#### SOURCE DATA
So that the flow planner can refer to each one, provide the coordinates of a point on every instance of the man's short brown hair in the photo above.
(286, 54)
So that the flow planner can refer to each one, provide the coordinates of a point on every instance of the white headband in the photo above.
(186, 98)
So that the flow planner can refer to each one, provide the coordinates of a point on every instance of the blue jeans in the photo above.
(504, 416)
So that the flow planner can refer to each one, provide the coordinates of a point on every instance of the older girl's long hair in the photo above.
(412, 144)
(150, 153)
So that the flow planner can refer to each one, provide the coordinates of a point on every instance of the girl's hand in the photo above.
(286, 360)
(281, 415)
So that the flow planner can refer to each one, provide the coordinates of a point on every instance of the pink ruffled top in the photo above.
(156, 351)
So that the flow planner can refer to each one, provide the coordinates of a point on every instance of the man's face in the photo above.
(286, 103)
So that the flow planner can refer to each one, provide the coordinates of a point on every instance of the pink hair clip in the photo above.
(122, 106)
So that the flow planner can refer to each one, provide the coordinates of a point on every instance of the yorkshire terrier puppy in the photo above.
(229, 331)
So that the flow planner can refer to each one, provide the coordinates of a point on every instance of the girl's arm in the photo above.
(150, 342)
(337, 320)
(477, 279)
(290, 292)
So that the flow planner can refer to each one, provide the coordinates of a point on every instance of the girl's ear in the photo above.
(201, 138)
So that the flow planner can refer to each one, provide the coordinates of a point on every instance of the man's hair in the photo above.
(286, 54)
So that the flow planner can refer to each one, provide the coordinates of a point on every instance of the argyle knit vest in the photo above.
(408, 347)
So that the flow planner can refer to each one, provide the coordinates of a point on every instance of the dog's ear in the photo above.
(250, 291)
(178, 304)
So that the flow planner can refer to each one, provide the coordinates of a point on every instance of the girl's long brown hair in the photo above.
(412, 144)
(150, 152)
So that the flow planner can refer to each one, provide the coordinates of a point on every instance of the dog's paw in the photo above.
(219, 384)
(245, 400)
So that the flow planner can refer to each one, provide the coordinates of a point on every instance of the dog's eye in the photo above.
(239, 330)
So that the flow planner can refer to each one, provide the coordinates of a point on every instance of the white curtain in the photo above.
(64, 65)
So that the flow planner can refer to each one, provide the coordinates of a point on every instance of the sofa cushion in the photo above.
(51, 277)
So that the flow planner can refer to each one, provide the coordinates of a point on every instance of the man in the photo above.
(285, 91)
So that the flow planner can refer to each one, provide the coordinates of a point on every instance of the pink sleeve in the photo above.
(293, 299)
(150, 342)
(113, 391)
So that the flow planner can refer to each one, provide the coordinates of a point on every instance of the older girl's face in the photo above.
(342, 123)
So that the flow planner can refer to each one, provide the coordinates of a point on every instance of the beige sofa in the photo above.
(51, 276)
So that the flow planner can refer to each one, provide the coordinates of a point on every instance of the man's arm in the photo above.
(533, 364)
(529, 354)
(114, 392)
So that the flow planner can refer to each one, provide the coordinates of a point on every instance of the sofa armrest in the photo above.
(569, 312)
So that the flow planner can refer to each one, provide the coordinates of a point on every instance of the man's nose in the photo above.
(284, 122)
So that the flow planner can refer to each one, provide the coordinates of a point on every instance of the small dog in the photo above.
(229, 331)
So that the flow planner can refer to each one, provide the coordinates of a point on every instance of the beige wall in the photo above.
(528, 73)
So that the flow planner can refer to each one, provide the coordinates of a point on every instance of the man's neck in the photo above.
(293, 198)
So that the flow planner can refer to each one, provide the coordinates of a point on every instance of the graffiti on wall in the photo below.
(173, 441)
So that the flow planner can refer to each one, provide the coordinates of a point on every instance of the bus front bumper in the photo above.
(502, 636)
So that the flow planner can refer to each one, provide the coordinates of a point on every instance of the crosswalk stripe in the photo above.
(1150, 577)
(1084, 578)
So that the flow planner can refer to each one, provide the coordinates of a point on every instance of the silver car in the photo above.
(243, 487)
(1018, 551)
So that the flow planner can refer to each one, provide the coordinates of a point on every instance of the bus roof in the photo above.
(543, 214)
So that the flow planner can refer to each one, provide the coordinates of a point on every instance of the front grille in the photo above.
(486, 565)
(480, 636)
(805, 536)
########
WHAT NEEDS TO BE DONE |
Output all of the records above exactly as they appear.

ANSWER BOX |
So that the flow planner can refer to each one, provide the coordinates of a point on every instance of the man's short brown hair in the photo above.
(286, 54)
So that the flow planner can refer to each one, provide the coordinates of a point on every instance of the white headband in the photo above.
(186, 98)
So that the flow planner can refer to each one, provide the coordinates of a point on every instance of the blue jeans in the photo above.
(504, 416)
So that the flow planner can refer to each one, provide the coordinates of a point on every instance of the older girl's long hair in the photo above.
(412, 144)
(150, 153)
So that the flow planner can refer to each one, provide the coordinates of a point on every instance of the girl's hand in the photo above.
(286, 360)
(281, 415)
So that the flow planner can refer to each one, provide the coordinates of a point on every instance of the pink ruffled top in the photo above.
(156, 351)
So that the flow planner can refer to each one, provide the coordinates of a point on every instance of the man's face in the photo above.
(286, 103)
So that the flow planner can refer to each one, provide the coordinates of a point on every instance of the pink hair clip in the photo above.
(122, 106)
So that the flow planner can refer to each one, provide the coordinates of a point on every instance of the yorkshire terrier puppy in the photo above.
(229, 331)
So that the flow planner can refer to each one, provide the coordinates of a point on every instance of the girl's arm in the photo above.
(150, 342)
(337, 320)
(477, 279)
(290, 292)
So that the flow planner can refer to each one, provide the coordinates of a point on every instance of the girl's ear in the photo above.
(201, 138)
So that the flow planner can refer to each one, provide the coordinates of a point on every instance of the man's hair in the photo above.
(286, 54)
So that the flow planner can refer to each one, provide the coordinates of a point on every instance of the argyle knit vest in the photo above.
(408, 347)
So that the flow planner can refer to each one, provide the coordinates of a point on every instance of the dog's ear in the photo above.
(250, 291)
(178, 304)
So that the flow planner can refer to each one, provide the coordinates of a point on every instance of the girl's long brown hair in the photo above.
(412, 144)
(150, 152)
So that the flow planner can refer to each one, provide the coordinates of a point on every instance of the dog's paw in the photo above.
(219, 384)
(245, 400)
So that the flow planner can refer to each one, provide the coordinates of a point on every instance of the dog's eye in the photo above.
(239, 330)
So that the flow planner can refer to each one, provide the coordinates of a point on every instance of the white curtain in the photo above.
(64, 65)
So that the flow planner can refer to each one, provide the coordinates of a point on every instance of the sofa cushion in the photo above.
(51, 277)
So that the flow planner can refer to each one, provide the coordinates of a point on every instance of the man in the photo above.
(285, 91)
So that the flow planner can refer to each one, provide the coordinates of a point on every instance of the pink sleeve in the photo above.
(293, 299)
(150, 342)
(113, 391)
So that the flow planner can refer to each one, provide the coordinates of a point on every instance of the older girl's face in the photo above.
(342, 123)
So that the flow planner can refer to each one, provide the coordinates of a point on every instance of the beige sofa in the photo above.
(51, 276)
So that the flow planner can refer to each one, provide the coordinates of a point on every instance of the man's arm in the photo above.
(533, 364)
(529, 354)
(114, 392)
So that the flow planner can refer to each one, provide the coordinates of a point on every instance of the sofa armrest in the photo above.
(569, 312)
So that the flow planner can refer to each one, provide the coordinates of a point on every instance of the man's nose in the photo above.
(284, 122)
So that the flow planner can refer to each one, provide the coordinates of a point on every instance of the small dog in the photo above.
(229, 331)
So that the flow planner can refer to each one, provide the coordinates of a point on every instance of the beige wall in the photo above.
(528, 73)
So that the flow planner can refer to each one, provide the coordinates of a point on every instance of the man's neck in the photo above.
(293, 198)
So that the flow planner can refer to each one, provide the coordinates of a point on every instance of the graffiti on wall in the photo below.
(173, 441)
So that the flow planner can refer to each one, provide the coordinates of a point on every instance of the bus front bumper in the photo above.
(502, 636)
So that the flow planner can refer to each one, provide the coordinates of a point on every instance of the crosswalk stripe in the photo above.
(1150, 577)
(1084, 578)
So that the flow planner can refer to each one, provide the coordinates of a point on every instance of the silver car in the photo above.
(243, 487)
(1018, 551)
So that the flow planner can refer to each one, provide the coordinates of a point on every instance of the bus roof in the photo above.
(543, 214)
So that the flow planner can refer to each one, provide the coordinates of a point on every instance of the front grille in the photo above.
(486, 565)
(480, 636)
(805, 536)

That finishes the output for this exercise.